EXERCISE REQUIREMENTS: Edit the entries below so that each "pixel coordinates" becomes "x and y positions", keeping all other text unchanged.

--- start RECORDS FOR THE TASK ---

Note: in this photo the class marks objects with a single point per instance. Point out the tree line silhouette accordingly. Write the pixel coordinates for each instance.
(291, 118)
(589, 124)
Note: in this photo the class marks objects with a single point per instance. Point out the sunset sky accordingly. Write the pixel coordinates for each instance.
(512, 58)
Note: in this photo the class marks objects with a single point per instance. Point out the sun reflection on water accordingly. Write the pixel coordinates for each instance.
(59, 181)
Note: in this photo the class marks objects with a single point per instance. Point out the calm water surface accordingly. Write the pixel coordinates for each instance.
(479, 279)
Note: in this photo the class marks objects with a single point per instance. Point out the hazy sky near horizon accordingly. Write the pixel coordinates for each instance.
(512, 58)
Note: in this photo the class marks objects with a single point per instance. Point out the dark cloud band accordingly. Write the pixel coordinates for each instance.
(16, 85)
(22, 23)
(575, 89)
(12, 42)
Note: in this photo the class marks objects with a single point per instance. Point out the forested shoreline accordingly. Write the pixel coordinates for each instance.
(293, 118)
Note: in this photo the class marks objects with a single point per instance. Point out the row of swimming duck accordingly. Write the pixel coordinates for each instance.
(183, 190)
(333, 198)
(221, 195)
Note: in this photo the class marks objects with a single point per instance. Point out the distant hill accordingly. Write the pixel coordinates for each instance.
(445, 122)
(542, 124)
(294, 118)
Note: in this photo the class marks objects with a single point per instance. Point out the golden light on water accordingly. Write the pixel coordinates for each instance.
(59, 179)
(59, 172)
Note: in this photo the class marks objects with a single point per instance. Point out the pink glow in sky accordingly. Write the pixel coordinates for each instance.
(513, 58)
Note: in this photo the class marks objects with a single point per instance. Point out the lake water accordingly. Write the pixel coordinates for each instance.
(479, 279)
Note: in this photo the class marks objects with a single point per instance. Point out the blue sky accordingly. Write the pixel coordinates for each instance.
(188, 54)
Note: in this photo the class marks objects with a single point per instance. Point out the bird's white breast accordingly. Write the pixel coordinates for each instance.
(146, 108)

--- end RECORDS FOR THE TASK ---

SOLUTION TO THE PROBLEM:
Note: in this photo the class marks objects with a single point per instance. Point out the tree line silhouette accordingly. Write the x and y positions for each instance.
(291, 118)
(589, 124)
Note: in this photo the class marks objects with a single point per instance. Point out the sunset sky accordingly. Write the x and y positions for each instance.
(512, 58)
Note: in this photo the class marks objects with a single point per instance. Point out the sun reflection on water accordingly. Write the x and y positions for each instance.
(59, 181)
Note: in this photo the class marks objects with a single point per instance. Point out the calm water surface accordingly. Write the x and y positions for each instance.
(479, 279)
Note: in this photo the class marks objects with a single point per instance. Point out the hazy sky near horizon accordingly. Write the x and y positions for each instance.
(512, 58)
Note: in this photo the class marks objects with a single point per instance. Point out the dark cloud band accordingly. Write the x and y positions for each instance.
(16, 85)
(22, 23)
(575, 89)
(12, 42)
Note: in this photo the class marks objects with a single point per instance. Point out the forested shoreline accordingly. Write the x and y positions for each instance.
(293, 118)
Note: in this photo the class marks objects with a single point per instance. Point out the row of swimming duck accordingly. Write the x and y positions for each instance.
(183, 190)
(333, 198)
(221, 195)
Note: in this photo the class marks objects with a single point per instance. Point out the distant hill accordingly. Write the x and y positions for each instance.
(445, 122)
(542, 124)
(294, 118)
Note: in this photo the class marks objects with a single point per instance. Point out the golden light on water accordingly. Write the x and y positions for each instance.
(59, 179)
(59, 172)
Note: in this photo the class marks objects with a single point per instance. Point out the pink glow in sky accordingly. Write the x and y positions for each instance.
(513, 58)
Note: in this photo the class marks objects with a single point per instance. Point out the lake water accordingly. Write the x and y positions for each instance.
(479, 279)
Note: in this photo the class marks objects with a single point per instance. Point out the blue sky accordingly. Write the x and y positions for each instance.
(188, 54)
Note: in this photo the class marks objects with a single point per instance. Point out the bird's white breast accordingly. Write the x and y positions for each instance.
(146, 108)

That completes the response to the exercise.